### SOURCE RECORDS ###
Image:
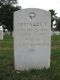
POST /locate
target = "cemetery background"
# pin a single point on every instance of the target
(7, 71)
(7, 63)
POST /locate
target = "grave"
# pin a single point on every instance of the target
(1, 33)
(32, 39)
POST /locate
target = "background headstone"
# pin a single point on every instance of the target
(32, 39)
(1, 33)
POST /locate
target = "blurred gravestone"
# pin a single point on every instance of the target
(32, 39)
(1, 33)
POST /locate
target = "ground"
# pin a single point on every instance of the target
(7, 71)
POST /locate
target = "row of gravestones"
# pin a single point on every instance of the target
(32, 39)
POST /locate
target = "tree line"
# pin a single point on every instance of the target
(7, 8)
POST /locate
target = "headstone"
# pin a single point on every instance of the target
(32, 39)
(1, 33)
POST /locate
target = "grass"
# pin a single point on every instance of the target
(7, 71)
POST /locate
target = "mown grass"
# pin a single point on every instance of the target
(7, 71)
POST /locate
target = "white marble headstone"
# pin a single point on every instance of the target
(1, 33)
(32, 39)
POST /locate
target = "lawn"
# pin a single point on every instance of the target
(7, 71)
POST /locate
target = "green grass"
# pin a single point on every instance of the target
(7, 71)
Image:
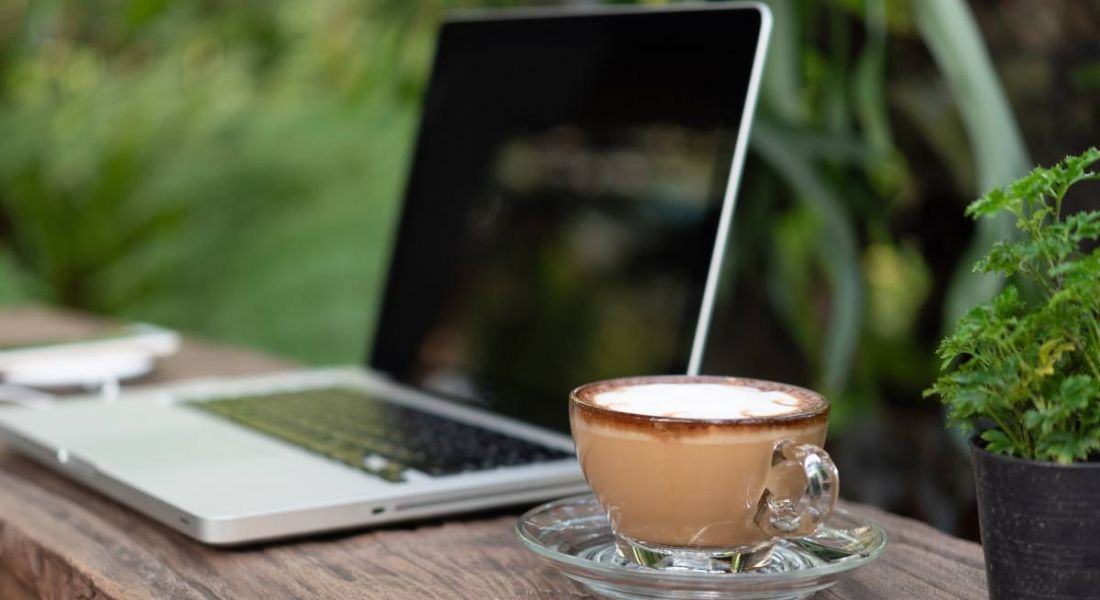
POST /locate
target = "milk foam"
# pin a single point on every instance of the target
(697, 401)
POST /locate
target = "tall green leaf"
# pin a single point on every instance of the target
(952, 34)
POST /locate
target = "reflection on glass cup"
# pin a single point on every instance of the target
(704, 472)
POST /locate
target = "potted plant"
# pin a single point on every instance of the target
(1022, 372)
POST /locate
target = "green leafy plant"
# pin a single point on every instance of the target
(1029, 360)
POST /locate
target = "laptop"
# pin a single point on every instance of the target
(565, 214)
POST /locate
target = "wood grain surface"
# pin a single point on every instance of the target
(58, 540)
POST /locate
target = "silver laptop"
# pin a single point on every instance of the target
(564, 220)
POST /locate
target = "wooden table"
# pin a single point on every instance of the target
(58, 540)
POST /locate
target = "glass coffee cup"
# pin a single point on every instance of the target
(704, 472)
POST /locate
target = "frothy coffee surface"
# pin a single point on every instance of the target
(703, 401)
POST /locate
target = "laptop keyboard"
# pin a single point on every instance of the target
(382, 438)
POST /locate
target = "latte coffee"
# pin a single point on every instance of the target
(703, 462)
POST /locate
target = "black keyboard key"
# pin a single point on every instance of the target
(378, 437)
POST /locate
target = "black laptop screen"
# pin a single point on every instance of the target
(563, 204)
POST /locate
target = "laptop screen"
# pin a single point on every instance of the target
(563, 204)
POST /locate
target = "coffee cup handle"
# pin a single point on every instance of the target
(798, 516)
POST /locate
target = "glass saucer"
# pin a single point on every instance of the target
(573, 535)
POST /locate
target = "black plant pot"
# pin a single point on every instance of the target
(1040, 526)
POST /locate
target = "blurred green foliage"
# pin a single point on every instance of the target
(226, 167)
(233, 168)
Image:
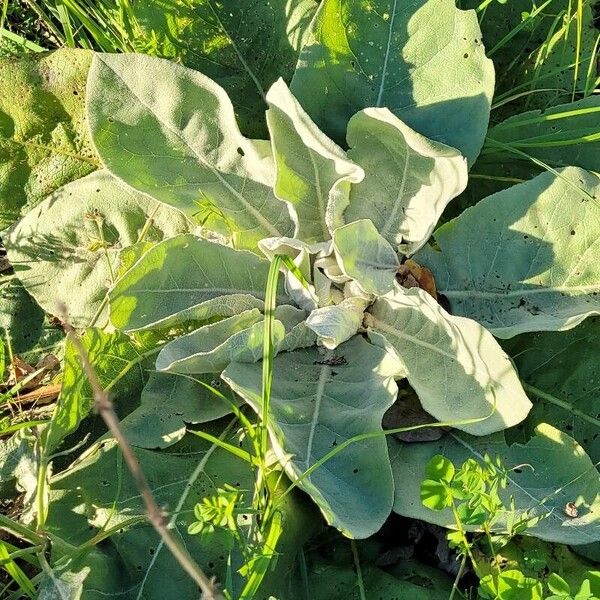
###
STATED PROBLEM – Report every line of the records above that contains the string "black", treating uppercase and lowercase letters as different.

TASK OUTPUT –
target = "black keyboard key"
target = "black laptop screen"
target = "black plant pot"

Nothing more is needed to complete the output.